**Fragmento para leer:**
__________________________________________________
El escritor Alejandro Dumas hijo se preguntaba cómo es que siendo los niños tan inteligentes son tan estúpidos la mayor parte de los hombres, concluyendo que debía ser fruto de la educación. Después de más de siglo y medio la aseveración continúa vigente, en particular porque la formación de personas no ha sido lo eficiente que debería y porque existen muchas inercias que la problematizan.
Pienso en ello a partir de la fama que han adquirido los reality shows, esos conceptos que pretenden recrear la vida diaria mientras sus participantes funcionan como ratas de laboratorio dando material para el análisis, el morbo y la simpatía, redundando en extraordinarios números de audiencia. Para nadie es un secreto el atractivo de mirar la vida de otros, más cuando sus protagonistas ponen en predicamento la corrección política.
Lo paradójico del tema, además de la obviedad de que se trata de una ficción que mucha gente pasa por alto al subirse a la ola del fanatismo, pues terminan tragándose la narrativa expuesta, es que la fama a la que alude el título del bodrio es consecuencia del mismo, pues sus miembros acaban adquiriéndola al formar parte de los escándalos que ellos mismos generan.
Dicen algunos enterados que el asunto es más bien orgánico, que la lógica del programa poco responde a disposiciones de producción y que cuanto ocurre paredes adentro opera bajo una dinámica impredecible. Lo que equivale a creer que el reality funciona a la buena de Dios y que habiendo tanto en juego se deja el resultado en manos del azar, el destino o la madre que les parió. Nada más alejado de la verdad.
Quien tiene la sartén por el mango determina el curso de las cosas y los aspirantes a famosos no son sino marionetas rentándose para una farsa. Algo parecido a una telenovela o una comedia, con la diferencia de que la ficción de éstas no se adjetiva con la palabra real, algo que sí hace el show en cuestión que lleva semanas moviendo las masas.
Y dando de qué hablar en redes sociales, estrategia a la que apuesta la televisora para hacerse de un mercado que hace tiempo es indiferente de sus conceptos y que ahora, incluso sin ver el programa, se entera de las discusiones a partir de lo publicado en medios digitales, mientras se viralizan las controversias y fungen como herramienta para asegurar audiencia. Eso sí es orgánico, aunque a todas luces no opera sin intención.
Por eso insisto en la responsabilidad de la educación, porque de haber consolidado la formación de la personas en todos los niveles quizá seguiría siendo consumido el espectáculo, pero no como el ejercicio televisivo que maniata la voluntad, distorsiona lo real y atrofia la capacidad de entender causas y efectos, intereses e implicados.
__________________________________________________
**Instrucciones de trabajo:**
1. Reproduce del texto sobre los reality shows todo lo que va desde "Pienso en ello" hasta "ellos mismos generan.".
2. Contesta las siguientes preguntas con base en el texto sobre los reality shows.
(a) ¿Qué escritor se cita al inicio y a qué atribuía la estupidez de la mayor parte de los hombres?
(b) ¿Como qué funcionan los participantes de los reality shows, según el texto?
(c) ¿Cuál es la estrategia a la que apuesta la televisora?
__________________________________________________
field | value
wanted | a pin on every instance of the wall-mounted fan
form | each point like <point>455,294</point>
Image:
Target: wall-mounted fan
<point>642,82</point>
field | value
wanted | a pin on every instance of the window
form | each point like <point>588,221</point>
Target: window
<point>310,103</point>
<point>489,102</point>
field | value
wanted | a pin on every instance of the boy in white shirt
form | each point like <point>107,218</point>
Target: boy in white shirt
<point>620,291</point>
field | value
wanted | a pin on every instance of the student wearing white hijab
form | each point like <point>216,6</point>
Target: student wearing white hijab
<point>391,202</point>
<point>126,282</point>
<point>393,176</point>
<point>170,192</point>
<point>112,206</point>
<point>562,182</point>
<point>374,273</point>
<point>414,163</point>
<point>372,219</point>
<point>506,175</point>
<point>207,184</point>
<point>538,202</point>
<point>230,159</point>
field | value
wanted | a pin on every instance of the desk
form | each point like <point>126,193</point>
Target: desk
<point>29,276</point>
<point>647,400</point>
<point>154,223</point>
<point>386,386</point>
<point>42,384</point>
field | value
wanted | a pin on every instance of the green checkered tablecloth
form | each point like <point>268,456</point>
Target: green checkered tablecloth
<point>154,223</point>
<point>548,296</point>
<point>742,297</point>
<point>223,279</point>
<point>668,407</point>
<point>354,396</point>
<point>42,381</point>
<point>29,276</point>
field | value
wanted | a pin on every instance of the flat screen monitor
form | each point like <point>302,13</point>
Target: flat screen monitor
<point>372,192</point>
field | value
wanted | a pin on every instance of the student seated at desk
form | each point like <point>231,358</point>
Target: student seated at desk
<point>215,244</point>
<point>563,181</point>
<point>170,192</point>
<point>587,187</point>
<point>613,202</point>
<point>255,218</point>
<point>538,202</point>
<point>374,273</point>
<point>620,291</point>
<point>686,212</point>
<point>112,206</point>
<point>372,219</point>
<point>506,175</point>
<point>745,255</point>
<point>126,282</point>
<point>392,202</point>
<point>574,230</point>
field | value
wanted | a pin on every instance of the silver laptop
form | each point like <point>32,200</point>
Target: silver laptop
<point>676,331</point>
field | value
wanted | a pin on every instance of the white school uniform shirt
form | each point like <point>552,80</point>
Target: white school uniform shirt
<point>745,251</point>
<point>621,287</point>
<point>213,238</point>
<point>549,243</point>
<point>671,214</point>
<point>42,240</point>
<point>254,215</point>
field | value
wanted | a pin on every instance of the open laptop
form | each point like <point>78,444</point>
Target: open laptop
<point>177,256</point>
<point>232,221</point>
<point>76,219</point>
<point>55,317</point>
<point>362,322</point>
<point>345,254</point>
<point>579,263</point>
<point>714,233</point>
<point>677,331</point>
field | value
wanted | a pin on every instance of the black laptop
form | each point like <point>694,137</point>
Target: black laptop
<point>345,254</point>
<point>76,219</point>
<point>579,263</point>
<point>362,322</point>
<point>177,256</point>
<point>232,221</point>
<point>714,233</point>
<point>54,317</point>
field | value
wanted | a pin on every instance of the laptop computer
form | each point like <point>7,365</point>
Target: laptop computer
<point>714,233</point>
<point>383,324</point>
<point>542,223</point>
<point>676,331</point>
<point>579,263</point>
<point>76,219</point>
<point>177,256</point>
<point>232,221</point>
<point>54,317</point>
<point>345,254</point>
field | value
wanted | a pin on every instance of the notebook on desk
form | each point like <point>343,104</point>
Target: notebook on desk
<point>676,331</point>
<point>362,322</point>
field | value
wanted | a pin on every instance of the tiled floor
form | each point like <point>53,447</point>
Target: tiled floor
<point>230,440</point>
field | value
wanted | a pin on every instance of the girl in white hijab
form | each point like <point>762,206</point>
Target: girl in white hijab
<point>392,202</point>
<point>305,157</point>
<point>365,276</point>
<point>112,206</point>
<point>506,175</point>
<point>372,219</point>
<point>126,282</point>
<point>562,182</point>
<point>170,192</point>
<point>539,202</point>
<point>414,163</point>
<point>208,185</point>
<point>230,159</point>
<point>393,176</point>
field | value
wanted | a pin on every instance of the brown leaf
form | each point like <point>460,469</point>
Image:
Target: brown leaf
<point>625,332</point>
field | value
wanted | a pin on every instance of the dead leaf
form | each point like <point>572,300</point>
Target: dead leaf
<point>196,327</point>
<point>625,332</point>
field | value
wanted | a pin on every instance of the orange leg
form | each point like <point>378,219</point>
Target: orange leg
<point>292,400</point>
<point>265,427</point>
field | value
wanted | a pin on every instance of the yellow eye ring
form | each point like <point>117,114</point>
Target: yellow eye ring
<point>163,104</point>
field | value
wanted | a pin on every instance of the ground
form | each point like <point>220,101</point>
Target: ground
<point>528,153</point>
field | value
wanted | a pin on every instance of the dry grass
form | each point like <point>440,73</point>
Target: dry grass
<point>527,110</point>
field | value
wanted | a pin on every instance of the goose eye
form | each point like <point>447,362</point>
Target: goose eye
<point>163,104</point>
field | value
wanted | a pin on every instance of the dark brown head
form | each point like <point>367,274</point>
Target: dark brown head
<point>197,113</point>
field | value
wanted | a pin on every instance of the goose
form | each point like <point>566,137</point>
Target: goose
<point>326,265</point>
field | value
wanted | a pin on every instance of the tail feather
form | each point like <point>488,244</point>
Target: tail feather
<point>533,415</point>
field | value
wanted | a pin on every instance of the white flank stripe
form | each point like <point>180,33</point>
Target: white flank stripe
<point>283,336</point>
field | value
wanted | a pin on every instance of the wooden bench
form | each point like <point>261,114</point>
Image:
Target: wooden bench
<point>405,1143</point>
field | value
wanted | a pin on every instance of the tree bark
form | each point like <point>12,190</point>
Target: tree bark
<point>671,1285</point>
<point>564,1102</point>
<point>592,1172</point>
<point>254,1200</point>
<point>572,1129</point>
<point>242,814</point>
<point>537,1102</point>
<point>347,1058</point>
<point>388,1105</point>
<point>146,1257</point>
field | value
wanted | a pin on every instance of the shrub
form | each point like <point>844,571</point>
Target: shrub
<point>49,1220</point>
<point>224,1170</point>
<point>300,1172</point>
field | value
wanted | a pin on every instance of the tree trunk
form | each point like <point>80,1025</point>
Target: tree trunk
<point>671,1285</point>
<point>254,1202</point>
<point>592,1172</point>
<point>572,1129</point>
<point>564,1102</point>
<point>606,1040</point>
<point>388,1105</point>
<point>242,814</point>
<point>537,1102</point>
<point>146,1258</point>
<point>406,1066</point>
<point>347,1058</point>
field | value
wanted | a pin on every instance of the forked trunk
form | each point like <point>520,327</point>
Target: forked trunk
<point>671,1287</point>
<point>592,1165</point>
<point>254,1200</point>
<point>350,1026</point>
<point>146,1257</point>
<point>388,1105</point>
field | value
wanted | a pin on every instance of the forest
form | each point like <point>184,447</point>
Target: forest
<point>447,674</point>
__________________________________________________
**Tareas resueltas:**
1.
Pienso en ello a partir de la fama que han adquirido los reality shows, esos conceptos que pretenden recrear la vida diaria mientras sus participantes funcionan como ratas de laboratorio dando material para el análisis, el morbo y la simpatía, redundando en extraordinarios números de audiencia. Para nadie es un secreto el atractivo de mirar la vida de otros, más cuando sus protagonistas ponen en predicamento la corrección política.
Lo paradójico del tema, además de la obviedad de que se trata de una ficción que mucha gente pasa por alto al subirse a la ola del fanatismo, pues terminan tragándose la narrativa expuesta, es que la fama a la que alude el título del bodrio es consecuencia del mismo, pues sus miembros acaban adquiriéndola al formar parte de los escándalos que ellos mismos generan.

2.
(a) Alejandro Dumas hijo, que la atribuía a la educación.
(b) Como ratas de laboratorio.
(c) Dar de qué hablar en redes sociales.